* [Records from a data collection]:
----------------------------------------

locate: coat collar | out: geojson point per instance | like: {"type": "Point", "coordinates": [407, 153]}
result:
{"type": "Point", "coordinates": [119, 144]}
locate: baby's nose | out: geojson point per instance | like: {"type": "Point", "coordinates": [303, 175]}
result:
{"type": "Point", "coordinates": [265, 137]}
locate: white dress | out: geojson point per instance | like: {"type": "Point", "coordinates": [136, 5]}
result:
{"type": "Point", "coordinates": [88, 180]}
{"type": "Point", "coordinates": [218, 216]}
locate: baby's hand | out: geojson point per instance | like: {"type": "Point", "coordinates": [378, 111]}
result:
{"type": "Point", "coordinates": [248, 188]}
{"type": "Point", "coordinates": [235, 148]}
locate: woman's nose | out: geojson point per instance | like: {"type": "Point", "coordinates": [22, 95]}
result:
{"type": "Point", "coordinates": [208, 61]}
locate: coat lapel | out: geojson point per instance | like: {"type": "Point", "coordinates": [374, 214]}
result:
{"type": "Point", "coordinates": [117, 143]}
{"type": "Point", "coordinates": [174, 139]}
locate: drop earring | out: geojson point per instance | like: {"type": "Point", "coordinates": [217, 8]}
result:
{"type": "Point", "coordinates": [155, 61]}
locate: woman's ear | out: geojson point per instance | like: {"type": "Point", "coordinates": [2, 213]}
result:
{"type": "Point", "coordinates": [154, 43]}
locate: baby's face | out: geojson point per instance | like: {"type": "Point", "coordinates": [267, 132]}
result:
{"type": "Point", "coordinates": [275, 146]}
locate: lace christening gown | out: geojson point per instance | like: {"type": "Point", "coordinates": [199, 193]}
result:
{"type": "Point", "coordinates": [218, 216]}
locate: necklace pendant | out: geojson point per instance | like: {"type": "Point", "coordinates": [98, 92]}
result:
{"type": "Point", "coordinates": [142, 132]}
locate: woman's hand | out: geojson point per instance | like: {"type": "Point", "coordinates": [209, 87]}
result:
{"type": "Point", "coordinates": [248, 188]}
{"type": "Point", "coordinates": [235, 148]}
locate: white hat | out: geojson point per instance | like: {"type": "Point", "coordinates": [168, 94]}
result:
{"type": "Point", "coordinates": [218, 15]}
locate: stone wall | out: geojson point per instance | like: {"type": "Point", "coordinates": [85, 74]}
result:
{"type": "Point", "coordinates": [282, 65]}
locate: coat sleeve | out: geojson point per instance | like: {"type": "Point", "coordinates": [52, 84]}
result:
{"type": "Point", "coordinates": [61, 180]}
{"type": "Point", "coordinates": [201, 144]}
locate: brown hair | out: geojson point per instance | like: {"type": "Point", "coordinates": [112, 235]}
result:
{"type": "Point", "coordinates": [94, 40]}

----------------------------------------

Repeat every line of the listing above, character for character.

locate: coat collar | out: geojson point per instance | like: {"type": "Point", "coordinates": [407, 153]}
result:
{"type": "Point", "coordinates": [119, 144]}
locate: baby's nose | out: geojson point per instance | like: {"type": "Point", "coordinates": [303, 175]}
result:
{"type": "Point", "coordinates": [265, 137]}
locate: white dress | out: geojson point per instance | like: {"type": "Point", "coordinates": [136, 5]}
result:
{"type": "Point", "coordinates": [88, 180]}
{"type": "Point", "coordinates": [218, 216]}
locate: baby's hand | out: geojson point per instance | like: {"type": "Point", "coordinates": [378, 111]}
result:
{"type": "Point", "coordinates": [248, 188]}
{"type": "Point", "coordinates": [235, 148]}
locate: woman's nose | out: geojson point per instance | like: {"type": "Point", "coordinates": [22, 95]}
result:
{"type": "Point", "coordinates": [208, 61]}
locate: coat lapel | out: geojson point per instance | like: {"type": "Point", "coordinates": [374, 214]}
result:
{"type": "Point", "coordinates": [117, 143]}
{"type": "Point", "coordinates": [174, 139]}
locate: drop earring | out: geojson point per instance | like: {"type": "Point", "coordinates": [217, 8]}
result:
{"type": "Point", "coordinates": [155, 61]}
locate: woman's ear | out: geojson point per instance | like: {"type": "Point", "coordinates": [2, 213]}
result:
{"type": "Point", "coordinates": [154, 43]}
locate: baby's face | out: geojson point per instance | like: {"type": "Point", "coordinates": [267, 132]}
result:
{"type": "Point", "coordinates": [275, 146]}
locate: lace christening gown | out: geojson point per instance | like: {"type": "Point", "coordinates": [199, 193]}
result:
{"type": "Point", "coordinates": [218, 216]}
locate: necklace pendant | out: geojson point per instance | like: {"type": "Point", "coordinates": [98, 92]}
result:
{"type": "Point", "coordinates": [142, 132]}
locate: woman's hand | out: geojson point per instance | like: {"type": "Point", "coordinates": [209, 87]}
result:
{"type": "Point", "coordinates": [248, 188]}
{"type": "Point", "coordinates": [235, 148]}
locate: white hat | out: geojson point per instance | like: {"type": "Point", "coordinates": [168, 94]}
result:
{"type": "Point", "coordinates": [218, 15]}
locate: stone wall | out: geojson point per instance | like: {"type": "Point", "coordinates": [85, 74]}
result:
{"type": "Point", "coordinates": [282, 65]}
locate: coat sleeve | out: geojson point per instance | like: {"type": "Point", "coordinates": [52, 84]}
result:
{"type": "Point", "coordinates": [61, 180]}
{"type": "Point", "coordinates": [201, 144]}
locate: brown hair | out: geojson point per instance | like: {"type": "Point", "coordinates": [112, 235]}
result:
{"type": "Point", "coordinates": [94, 40]}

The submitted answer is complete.